In the entries below, find the line containing "of the algae-covered". Copy it and all lines after it, exactly, through the end.

Records for processing:
====
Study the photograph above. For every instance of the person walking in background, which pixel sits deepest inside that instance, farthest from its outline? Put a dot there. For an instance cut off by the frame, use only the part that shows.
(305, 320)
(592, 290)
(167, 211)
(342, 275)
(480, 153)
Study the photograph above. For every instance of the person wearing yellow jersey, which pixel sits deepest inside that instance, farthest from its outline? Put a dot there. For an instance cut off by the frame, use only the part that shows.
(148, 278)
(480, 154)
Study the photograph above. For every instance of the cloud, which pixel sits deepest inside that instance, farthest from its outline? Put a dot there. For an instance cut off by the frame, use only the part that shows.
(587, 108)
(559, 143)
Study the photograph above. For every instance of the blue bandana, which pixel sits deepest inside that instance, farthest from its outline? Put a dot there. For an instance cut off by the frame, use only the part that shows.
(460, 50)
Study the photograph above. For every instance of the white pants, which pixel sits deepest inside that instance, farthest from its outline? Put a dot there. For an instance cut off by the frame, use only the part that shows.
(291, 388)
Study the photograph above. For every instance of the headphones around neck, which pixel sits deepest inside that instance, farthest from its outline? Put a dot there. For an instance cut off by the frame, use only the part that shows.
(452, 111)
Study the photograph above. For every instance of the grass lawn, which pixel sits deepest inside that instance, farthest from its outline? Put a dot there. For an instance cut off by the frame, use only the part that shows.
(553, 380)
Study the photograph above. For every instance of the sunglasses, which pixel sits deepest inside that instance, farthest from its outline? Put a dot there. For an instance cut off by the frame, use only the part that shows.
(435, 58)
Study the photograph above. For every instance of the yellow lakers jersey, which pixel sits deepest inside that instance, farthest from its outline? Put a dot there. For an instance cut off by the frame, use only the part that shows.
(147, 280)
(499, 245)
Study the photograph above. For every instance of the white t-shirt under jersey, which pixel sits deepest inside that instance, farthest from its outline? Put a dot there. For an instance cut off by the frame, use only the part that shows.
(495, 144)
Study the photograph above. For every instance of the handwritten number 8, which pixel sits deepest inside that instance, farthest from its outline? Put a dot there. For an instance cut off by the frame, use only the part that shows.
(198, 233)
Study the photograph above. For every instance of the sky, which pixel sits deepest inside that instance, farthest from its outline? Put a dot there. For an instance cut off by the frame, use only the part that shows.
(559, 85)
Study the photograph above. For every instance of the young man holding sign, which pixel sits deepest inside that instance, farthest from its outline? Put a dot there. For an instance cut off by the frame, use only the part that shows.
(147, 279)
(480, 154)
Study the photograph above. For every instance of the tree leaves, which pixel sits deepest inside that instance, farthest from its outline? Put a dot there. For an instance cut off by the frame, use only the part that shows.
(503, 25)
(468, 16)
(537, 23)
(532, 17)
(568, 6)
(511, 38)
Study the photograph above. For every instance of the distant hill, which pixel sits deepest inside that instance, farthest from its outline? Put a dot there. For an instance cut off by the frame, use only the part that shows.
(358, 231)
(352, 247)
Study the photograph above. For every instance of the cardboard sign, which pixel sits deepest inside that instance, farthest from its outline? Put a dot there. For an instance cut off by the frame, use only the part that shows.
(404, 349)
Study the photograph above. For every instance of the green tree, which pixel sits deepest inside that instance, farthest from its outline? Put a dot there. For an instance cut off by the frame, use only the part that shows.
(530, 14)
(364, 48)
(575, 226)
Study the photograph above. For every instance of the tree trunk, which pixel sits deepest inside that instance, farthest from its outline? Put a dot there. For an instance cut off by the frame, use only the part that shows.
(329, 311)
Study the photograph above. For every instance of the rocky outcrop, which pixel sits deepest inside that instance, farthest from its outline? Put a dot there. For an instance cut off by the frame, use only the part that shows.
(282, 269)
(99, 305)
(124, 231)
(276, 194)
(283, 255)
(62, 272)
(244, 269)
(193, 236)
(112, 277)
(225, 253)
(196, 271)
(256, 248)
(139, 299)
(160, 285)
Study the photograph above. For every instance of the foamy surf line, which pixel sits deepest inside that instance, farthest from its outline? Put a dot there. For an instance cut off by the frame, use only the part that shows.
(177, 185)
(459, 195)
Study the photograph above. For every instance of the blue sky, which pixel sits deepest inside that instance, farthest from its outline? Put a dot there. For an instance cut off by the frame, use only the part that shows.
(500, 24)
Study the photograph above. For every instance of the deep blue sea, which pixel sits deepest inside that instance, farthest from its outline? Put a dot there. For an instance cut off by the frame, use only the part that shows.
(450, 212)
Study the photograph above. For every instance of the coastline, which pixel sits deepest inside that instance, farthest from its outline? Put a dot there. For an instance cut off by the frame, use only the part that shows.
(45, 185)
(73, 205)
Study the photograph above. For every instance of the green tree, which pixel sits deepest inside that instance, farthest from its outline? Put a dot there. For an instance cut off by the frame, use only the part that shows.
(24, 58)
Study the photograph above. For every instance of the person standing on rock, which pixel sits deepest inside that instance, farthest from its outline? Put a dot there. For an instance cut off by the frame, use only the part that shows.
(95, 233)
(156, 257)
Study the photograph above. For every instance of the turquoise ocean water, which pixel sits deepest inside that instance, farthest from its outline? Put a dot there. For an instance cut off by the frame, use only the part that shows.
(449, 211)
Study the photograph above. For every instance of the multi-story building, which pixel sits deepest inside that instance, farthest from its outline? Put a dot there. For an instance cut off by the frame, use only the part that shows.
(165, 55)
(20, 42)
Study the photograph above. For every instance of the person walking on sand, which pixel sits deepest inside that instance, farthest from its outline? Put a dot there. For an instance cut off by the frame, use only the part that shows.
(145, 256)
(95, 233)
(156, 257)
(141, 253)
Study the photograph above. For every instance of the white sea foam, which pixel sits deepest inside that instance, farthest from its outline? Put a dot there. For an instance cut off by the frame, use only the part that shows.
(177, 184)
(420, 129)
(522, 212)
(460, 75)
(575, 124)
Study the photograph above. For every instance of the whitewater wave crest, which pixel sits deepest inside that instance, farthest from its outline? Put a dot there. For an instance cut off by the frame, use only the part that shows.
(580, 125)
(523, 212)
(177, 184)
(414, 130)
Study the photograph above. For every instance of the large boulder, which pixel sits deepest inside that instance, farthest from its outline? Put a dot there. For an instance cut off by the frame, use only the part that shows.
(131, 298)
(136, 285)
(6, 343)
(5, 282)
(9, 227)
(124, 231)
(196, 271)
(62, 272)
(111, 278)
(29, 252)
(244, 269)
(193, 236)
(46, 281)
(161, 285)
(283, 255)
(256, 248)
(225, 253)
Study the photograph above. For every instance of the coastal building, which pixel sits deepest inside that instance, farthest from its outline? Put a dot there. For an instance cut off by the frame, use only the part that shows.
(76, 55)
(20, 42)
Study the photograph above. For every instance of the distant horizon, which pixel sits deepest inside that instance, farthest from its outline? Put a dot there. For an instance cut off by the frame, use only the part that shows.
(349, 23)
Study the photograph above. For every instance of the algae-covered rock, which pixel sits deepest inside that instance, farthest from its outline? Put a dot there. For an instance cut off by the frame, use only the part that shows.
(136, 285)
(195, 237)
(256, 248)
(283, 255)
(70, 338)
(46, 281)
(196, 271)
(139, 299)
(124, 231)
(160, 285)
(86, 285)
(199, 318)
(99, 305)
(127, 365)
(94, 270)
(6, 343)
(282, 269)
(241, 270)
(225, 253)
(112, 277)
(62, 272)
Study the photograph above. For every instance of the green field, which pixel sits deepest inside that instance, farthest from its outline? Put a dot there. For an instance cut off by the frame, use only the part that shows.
====
Solved problem:
Study the photograph above. For every instance of the algae-covered rock, which pixel sits deepest inside that instance, farthest from its outline? Put a dot there. For an instance cut off by the frame, use only the part that shows.
(136, 285)
(195, 237)
(256, 248)
(283, 255)
(70, 338)
(46, 281)
(196, 271)
(139, 299)
(124, 231)
(160, 285)
(86, 285)
(199, 318)
(99, 305)
(127, 365)
(94, 270)
(6, 343)
(282, 269)
(241, 270)
(225, 253)
(112, 277)
(62, 272)
Study the photograph above. For every instance of the green field, which pixel sits deepest inside that instance, farthest from its outline? Put a dot there. For an instance cut off by the frame, use only the part that shows.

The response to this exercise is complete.